Look below for the line containing "Phrase: rear wheel"; from there, print each line exactly up to and including the line containing "like [262, 271].", and stop.

—————

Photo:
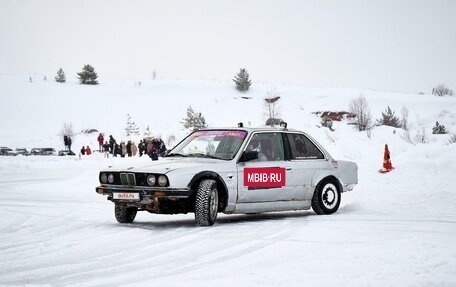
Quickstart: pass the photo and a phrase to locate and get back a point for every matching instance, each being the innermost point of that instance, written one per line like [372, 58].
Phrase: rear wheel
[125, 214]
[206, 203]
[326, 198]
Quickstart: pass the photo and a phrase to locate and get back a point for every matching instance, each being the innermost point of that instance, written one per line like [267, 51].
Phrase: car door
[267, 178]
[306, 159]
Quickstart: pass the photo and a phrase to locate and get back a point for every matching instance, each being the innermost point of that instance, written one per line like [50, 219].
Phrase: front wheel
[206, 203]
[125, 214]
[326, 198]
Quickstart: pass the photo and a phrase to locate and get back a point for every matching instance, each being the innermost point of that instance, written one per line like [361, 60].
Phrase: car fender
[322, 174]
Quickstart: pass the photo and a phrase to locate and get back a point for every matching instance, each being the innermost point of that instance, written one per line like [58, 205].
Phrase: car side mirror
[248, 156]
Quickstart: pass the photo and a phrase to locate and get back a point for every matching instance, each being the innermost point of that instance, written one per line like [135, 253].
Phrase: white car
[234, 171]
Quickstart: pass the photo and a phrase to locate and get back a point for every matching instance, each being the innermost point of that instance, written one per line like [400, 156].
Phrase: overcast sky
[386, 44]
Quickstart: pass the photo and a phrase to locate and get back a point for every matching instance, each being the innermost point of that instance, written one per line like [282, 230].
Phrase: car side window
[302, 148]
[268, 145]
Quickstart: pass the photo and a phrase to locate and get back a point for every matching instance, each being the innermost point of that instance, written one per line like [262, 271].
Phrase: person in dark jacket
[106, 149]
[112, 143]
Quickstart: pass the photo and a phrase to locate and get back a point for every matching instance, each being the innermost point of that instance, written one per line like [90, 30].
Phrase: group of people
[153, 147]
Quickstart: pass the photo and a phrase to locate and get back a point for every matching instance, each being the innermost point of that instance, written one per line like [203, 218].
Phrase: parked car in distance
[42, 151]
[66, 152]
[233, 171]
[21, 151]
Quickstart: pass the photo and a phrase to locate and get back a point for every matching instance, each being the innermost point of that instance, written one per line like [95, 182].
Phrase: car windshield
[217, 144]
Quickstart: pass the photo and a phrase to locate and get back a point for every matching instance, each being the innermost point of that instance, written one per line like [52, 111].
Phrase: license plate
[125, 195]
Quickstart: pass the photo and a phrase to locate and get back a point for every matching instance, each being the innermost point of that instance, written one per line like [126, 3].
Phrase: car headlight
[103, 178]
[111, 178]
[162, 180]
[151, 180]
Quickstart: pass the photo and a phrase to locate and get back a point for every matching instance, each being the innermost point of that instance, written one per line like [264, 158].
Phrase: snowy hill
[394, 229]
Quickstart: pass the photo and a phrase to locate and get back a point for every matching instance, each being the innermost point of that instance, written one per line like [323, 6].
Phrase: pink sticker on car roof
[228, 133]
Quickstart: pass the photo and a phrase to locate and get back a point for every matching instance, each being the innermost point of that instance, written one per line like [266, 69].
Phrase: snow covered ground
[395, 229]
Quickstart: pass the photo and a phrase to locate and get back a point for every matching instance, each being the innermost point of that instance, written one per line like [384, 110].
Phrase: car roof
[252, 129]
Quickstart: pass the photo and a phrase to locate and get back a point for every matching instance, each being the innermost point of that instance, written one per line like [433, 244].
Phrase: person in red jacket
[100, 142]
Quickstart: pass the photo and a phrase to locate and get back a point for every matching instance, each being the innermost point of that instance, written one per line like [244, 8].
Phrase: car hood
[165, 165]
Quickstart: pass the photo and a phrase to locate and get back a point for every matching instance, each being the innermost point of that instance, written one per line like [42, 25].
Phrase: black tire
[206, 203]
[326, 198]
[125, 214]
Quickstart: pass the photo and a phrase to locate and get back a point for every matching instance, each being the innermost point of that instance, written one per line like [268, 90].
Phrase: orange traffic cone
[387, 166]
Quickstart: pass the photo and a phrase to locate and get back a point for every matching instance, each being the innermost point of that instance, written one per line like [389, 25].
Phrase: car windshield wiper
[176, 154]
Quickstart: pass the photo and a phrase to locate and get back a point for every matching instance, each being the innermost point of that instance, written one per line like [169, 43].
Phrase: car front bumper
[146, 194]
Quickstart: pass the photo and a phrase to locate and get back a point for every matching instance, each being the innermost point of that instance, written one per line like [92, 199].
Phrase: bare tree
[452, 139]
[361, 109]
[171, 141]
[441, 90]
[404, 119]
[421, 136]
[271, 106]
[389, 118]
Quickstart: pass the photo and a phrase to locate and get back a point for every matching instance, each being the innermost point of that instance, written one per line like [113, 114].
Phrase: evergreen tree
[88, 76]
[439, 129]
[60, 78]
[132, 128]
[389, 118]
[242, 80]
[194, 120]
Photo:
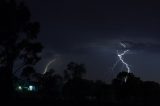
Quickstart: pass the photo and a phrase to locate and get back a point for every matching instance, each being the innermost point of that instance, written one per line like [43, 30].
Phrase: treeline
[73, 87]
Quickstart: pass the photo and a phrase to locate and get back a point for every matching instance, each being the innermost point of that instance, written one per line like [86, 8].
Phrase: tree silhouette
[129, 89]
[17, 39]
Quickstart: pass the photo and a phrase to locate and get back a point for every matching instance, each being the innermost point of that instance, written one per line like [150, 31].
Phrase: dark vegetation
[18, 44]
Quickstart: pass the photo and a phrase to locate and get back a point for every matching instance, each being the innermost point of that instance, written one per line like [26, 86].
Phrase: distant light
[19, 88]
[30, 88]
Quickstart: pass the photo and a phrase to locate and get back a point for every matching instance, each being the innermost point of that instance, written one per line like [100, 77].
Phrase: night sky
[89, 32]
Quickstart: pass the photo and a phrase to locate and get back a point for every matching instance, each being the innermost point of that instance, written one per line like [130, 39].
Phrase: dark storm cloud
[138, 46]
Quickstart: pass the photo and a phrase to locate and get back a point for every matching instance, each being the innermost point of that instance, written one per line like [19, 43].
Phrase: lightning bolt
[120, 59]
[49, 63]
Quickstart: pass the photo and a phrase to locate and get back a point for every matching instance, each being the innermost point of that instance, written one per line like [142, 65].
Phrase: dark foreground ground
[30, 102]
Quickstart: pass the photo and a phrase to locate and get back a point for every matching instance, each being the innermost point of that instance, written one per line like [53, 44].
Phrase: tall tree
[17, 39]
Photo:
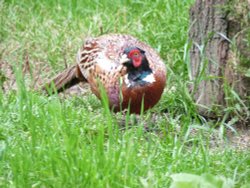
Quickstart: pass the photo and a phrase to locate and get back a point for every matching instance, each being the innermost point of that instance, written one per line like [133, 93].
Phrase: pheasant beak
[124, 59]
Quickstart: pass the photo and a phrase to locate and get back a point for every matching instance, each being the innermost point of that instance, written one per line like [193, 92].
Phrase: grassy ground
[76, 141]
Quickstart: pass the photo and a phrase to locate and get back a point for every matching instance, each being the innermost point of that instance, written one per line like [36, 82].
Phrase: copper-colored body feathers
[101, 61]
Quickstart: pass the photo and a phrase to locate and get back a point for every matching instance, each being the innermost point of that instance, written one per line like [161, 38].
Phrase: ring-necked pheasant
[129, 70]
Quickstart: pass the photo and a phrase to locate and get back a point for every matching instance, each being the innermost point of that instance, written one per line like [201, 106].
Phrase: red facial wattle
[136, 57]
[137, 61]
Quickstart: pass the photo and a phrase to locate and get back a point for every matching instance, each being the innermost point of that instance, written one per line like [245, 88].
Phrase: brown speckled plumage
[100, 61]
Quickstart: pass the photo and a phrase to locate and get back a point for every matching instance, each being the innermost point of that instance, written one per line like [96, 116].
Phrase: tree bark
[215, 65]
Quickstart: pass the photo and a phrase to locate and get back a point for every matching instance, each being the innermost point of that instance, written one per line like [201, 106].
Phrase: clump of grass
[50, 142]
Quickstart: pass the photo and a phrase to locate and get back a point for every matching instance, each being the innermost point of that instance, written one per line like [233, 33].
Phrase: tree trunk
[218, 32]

—————

■ Result of this task:
Phrase: rear wheel
[125, 214]
[206, 203]
[326, 198]
Quickstart: pass the photo and a phrase to locate and get back a point for every matching instance, each being the innermost point of that instance, written one per line like [267, 51].
Phrase: car door
[267, 178]
[306, 159]
Quickstart: pass the photo and a phrase to locate and get back a point for every matching instance, each being the innermost point of that instance, written one per line like [50, 219].
Phrase: front wheel
[206, 203]
[125, 214]
[326, 198]
Quickstart: pass the photo and a phrase to locate and get back a point for every matching instance, each being the innermost point of that instance, written one per line like [361, 60].
Phrase: car fender
[322, 174]
Quickstart: pass the photo and a phrase to locate and get back a point for every matching instance, each being the innermost point of that instance, written one per line like [58, 205].
Phrase: car side mirror
[248, 156]
Quickstart: pass the photo and a phrase to locate and get back a point for every matching instance, each being the innermost point of that instance, written one per line like [135, 253].
Phrase: white car
[234, 171]
Quickstart: pass the photo and a phrase to locate and get back a point for every matching instance, each being the innermost point of that instance, written one per line like [400, 156].
Phrase: overcast sky
[386, 44]
Quickstart: pass the photo and a phrase to locate and get back a point for every matching instance, each being the innermost point of that instance, written one per line like [282, 230].
Phrase: car side window
[302, 148]
[268, 145]
Quickstart: pass the photo and a phrase to locate and get back a point for every matching instance, each being the innermost point of that instance, written one per line like [262, 271].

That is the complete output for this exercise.